Exercise set
a – According to the faculty bio below, which publisher released Activated Script Analysis, and in what year?
b – Extract the passage of the faculty bio below starting at "Previously, Elizabeth was" and ending at "Program award (2023).", copied word for word.

Document extract
--- START ---
Elizabeth Brendel Horn is an associate professor of theatre, specializing in theatre for young audiences and creative drama at Northwestern University, where she joined faculty in 2025. Her creative interests include personal narrative and devised theatre; applied theatre; and arts and wellness. 

Previously, Elizabeth was an associate professor at the University of Central Florida in partnership with Orlando Family Stage. At UCF, Elizabeth taught in the MFA Theatre for Young Audiences program and undergraduate courses in script analysis, creative drama, devising theatre, and theatre for young audiences. During 2021-2022, she worked on the university level to support faculty integrating High Impact Practices into courses as the HIP Faculty Fellow of the Division of Student Learning and Academic Success. Elizabeth’s teaching has been recognized with the Barbara Truman Award in Blended Teaching (inaugural recipient, 2023); Excellence in Graduate Teaching Award (2020), Excellence in Undergraduate Teaching Award (2022), and a Teaching Incentive Program award (2023).   

Elizabeth’s credits as a director, applied theatre artist, teaching artist, and facilitator of devised theatre include First Stage Academy (Milwaukee, WI), Alliance Theatre Education (Atlanta, GA), Adventure Theatre and ATMTC Academy (Glen Echo, MD), The Coterie (Kansas City, MO), Orlando Family Stage, Orlando Shakespeare Theatre, Dr Phillips Center for the Arts, and Orange County Public Schools. Elizabeth's recent applied theatre initiatives include: "Mind Matters," a new plays and curriculum initiative about mental health for high school students; and the "Jeanette M. Gould Traveling Theater," a creative drama program facilitated by UCF students with pediatric hospital patients. Her most recent directing credits include the Theatre for the Very Young productions Dinosaur Dance Party, The Teddy Bears’ Picnic, and Yo, Ho, Ho! Let’s Go!, all with Orlando Family Stage. Elizabeth’s playwriting credits include Elektra, Medea, and SWALLOWED (an existential crisis) all available through YouthPLAYS, as well as works in development Pitter Patter and Antigone and Ismene. With collaborators Nicole B. Adkins and Scottie Rowell, Elizabeth has also developed two interactive bedside shows for pediatric patients: Let’s Go Camping! and Color Quest.   

Elizabeth has shared research about applied theatre, devising, diversity, and body image and the young actor in over forty presentations at national and international conferences, professional theatres, and universities. She is published with Theatre Topics; Research in Drama and Education; TYA Today; Youth Theatre Journal; Reflective Practice; Storytelling, Self, Society; Teaching Artist Journal; and Canadian Journal of Disability Studies. Her book, Activated Script Analysis (Routledge, 2023), explores ensemble-based play, devised theatre strategies, and creative expression in the script analysis classroom. UCF acknowledged her research and creative activity accomplishments with a Research Incentive Award in 2021.
--- END ---
Raw data
--- START ---
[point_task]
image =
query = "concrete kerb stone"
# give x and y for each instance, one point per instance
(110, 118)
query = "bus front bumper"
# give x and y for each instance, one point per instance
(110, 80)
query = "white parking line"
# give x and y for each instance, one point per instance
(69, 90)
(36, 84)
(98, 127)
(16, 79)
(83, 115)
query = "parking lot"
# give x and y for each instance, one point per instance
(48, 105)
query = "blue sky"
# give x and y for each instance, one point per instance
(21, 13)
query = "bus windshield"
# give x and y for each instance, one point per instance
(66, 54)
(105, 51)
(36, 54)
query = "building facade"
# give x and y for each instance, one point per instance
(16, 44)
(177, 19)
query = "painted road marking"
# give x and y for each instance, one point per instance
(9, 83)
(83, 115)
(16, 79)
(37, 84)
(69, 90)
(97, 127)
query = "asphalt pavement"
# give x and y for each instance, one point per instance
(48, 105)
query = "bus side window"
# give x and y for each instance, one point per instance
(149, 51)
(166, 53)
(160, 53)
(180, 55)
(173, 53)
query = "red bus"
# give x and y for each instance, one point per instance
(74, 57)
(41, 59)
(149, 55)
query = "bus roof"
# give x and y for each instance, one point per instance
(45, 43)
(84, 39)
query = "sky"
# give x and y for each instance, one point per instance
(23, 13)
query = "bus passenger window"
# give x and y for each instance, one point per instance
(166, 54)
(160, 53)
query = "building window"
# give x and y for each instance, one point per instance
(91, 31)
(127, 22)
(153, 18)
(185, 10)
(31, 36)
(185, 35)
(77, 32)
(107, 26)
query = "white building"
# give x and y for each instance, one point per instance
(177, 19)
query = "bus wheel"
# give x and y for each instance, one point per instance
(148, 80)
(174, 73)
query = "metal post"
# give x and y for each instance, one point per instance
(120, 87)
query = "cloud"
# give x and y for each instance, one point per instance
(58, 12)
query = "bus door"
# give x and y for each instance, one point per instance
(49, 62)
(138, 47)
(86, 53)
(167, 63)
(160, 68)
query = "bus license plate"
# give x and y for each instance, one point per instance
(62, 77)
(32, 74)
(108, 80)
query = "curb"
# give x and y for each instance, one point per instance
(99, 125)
--- END ---
Answers to each task
a – Routledge, in 2023.

b –
Previously, Elizabeth was an associate professor at the University of Central Florida in partnership with Orlando Family Stage. At UCF, Elizabeth taught in the MFA Theatre for Young Audiences program and undergraduate courses in script analysis, creative drama, devising theatre, and theatre for young audiences. During 2021-2022, she worked on the university level to support faculty integrating High Impact Practices into courses as the HIP Faculty Fellow of the Division of Student Learning and Academic Success. Elizabeth’s teaching has been recognized with the Barbara Truman Award in Blended Teaching (inaugural recipient, 2023); Excellence in Graduate Teaching Award (2020), Excellence in Undergraduate Teaching Award (2022), and a Teaching Incentive Program award (2023).